- [SELECTION]
The formal verification of the determinism of ZK circuits is important, as this is one of the main sources of critical bugs in zkVMs, and these bugs cannot be found by other means, like testing, while most of the unverified zkVMs have at least one such bug.

info

This work was funded by a grant from the Ethereum Foundation to whom we are thankful, as part of the zkEVM Formal Verification Project, to "accelerate the application of formal verification methods to zkEVMs".

Snow forest

Source code​

The code of the Keccak circuit in Plonky3 is in keccak-air/src/air.rs. This is a Rust code generating a list of polynomial constraints whose unique solution is the Keccak hash of the input. Here is an extract for one of the loops:

for x in 0..5 {
builder.assert_bools(local.c[x].clone());
builder.assert_zeros::<64, _>(array::from_fn(|z| {
let xor = local.c[x][z].clone().into().xor3(
&local.c[(x + 4) % 5][z].clone().into(),
&local.c[(x + 1) % 5][(z + 63) % 64].clone().into(),
);
local.c_prime[x][z].clone() - xor
}));
}

Here is our translation in the formal language Rocq that we use for Garden, from the file Garden/Plonky3/keccak/air.v:

Definition eval {p} `{Prime p}
(local : KeccakCols.t) :
M.t unit :=
M.for_in_zero_to_n 5 (fun x =>
let* _ := M.assert_bools (local.(KeccakCols.c).(Array.get) x) in
M.assert_zeros (N := 64) {|
Array.get z :=
let xor :=
xor3
(local.(KeccakCols.c).[x].[z])
(local.(KeccakCols.c).[(x + 4) mod 5].[z])
(local.(KeccakCols.c).[(x + 1) mod 5].[(z + 63) mod 64]) in
local.(KeccakCols.c_prime).[x].[z] -F xor
|}
).

Note that the style is very similar to the Rust code. The variables, or columns since they are in a matrix, are described in keccak-air/src/columns.rs. For example, there is:

pub struct KeccakCols<T> {
pub step_flags: [T; NUM_ROUNDS],
pub export: T,
pub preimage: [[[T; U64_LIMBS]; 5]; 5],
pub a: [[[T; U64_LIMBS]; 5]; 5],
pub c: [[T; 64]; 5],
pub c_prime: [[T; 64]; 5],
pub a_prime: [[[T; 64]; 5]; 5],
pub a_prime_prime: [[[T; U64_LIMBS]; 5]; 5],
pub a_prime_prime_0_0_bits: [T; 64],
pub a_prime_prime_prime_0_0_limbs: [T; U64_LIMBS],
}

that we translate in Garden/Plonky3/keccak/columns.v to:

Module KeccakCols.

- [REQUIREMENT 1]
Answer these questions on the Keccak circuit text:
(a) Which organization funded the work?
(b) In which file is the Keccak circuit code in Plonky3?
(c) Which formal language is used for Garden?
The rows that follow are unrelated to the text.

- [EXTRACTED RECORDS]
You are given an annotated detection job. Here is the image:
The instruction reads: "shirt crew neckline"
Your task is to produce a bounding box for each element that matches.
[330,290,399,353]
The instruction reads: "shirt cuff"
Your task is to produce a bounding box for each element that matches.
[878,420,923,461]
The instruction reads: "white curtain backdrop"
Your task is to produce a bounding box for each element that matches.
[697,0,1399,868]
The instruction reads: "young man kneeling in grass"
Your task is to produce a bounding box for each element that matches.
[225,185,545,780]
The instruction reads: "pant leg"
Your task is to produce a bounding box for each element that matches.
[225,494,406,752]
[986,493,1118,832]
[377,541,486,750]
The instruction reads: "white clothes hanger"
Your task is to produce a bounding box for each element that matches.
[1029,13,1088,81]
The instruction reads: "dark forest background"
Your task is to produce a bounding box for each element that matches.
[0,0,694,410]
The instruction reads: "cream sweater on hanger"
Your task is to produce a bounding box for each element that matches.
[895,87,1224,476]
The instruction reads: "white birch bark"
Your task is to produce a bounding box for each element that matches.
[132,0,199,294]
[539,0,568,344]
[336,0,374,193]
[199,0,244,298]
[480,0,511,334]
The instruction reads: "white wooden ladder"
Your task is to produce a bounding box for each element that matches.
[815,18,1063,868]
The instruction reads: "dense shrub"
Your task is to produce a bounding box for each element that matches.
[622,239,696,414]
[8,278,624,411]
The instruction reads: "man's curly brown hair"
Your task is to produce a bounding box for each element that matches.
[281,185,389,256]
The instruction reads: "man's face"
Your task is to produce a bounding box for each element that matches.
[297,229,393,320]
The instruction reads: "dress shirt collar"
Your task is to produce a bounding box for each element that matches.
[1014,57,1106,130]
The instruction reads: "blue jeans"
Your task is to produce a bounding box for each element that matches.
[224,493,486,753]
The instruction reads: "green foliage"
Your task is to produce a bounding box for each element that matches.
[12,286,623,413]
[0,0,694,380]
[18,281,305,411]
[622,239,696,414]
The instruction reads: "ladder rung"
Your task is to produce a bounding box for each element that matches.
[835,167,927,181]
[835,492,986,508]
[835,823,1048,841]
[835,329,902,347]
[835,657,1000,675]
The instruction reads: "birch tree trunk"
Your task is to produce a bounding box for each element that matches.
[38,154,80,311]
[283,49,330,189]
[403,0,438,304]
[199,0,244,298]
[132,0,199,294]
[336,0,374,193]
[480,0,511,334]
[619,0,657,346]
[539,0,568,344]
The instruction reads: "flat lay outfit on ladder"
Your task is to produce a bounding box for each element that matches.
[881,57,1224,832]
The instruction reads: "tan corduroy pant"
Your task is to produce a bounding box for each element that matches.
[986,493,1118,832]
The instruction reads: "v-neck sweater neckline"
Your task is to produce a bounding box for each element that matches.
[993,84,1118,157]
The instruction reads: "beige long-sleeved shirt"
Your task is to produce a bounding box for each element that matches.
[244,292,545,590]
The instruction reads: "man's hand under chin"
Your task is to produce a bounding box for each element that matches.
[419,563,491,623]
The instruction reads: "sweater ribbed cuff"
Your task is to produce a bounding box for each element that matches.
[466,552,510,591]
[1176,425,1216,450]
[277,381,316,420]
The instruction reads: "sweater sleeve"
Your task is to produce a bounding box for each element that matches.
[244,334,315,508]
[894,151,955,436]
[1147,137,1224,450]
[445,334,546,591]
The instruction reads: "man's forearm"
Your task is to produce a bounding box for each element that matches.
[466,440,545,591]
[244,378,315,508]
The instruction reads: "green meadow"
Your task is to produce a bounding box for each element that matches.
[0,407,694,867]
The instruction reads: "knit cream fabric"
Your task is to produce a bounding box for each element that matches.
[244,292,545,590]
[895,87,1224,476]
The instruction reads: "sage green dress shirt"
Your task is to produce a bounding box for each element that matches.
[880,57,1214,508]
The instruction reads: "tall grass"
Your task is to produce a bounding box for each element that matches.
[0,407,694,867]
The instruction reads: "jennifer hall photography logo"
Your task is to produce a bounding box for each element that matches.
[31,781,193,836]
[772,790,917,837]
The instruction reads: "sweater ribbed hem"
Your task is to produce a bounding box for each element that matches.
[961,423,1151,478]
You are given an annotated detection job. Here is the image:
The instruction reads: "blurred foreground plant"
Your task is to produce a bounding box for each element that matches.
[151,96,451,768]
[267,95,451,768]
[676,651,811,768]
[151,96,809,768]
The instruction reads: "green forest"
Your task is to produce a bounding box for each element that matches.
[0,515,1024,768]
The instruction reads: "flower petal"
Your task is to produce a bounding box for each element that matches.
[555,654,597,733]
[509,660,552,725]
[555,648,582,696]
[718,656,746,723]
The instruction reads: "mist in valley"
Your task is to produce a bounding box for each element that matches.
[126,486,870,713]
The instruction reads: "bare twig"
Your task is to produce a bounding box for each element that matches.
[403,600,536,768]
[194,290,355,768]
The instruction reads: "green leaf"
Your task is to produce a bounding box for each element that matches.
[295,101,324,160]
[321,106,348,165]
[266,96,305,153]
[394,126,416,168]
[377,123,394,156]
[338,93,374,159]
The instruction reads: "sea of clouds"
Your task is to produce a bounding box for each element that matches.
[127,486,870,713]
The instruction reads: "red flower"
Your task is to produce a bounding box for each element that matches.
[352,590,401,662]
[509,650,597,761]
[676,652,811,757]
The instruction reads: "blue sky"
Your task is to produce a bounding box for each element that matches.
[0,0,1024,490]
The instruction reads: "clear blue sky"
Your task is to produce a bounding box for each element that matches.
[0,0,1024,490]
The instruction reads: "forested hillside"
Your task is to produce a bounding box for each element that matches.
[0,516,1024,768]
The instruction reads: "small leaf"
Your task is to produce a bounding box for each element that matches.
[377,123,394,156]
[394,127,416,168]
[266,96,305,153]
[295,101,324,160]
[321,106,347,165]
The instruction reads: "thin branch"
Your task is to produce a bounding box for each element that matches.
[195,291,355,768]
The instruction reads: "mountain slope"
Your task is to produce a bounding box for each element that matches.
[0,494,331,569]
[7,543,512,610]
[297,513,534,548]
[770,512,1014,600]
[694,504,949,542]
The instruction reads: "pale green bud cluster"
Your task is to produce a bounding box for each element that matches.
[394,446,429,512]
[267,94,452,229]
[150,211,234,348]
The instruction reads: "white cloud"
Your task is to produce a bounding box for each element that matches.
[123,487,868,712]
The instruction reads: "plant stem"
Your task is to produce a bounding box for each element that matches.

- [REQUIREMENT 2]
Please count the lines in the rows that contain the string "grass", and give only the number.

- [FULL ANSWER 1]
(a) The Ethereum Foundation
(b) keccak-air/src/air.rs
(c) Rocq

- [FULL ANSWER 2]
2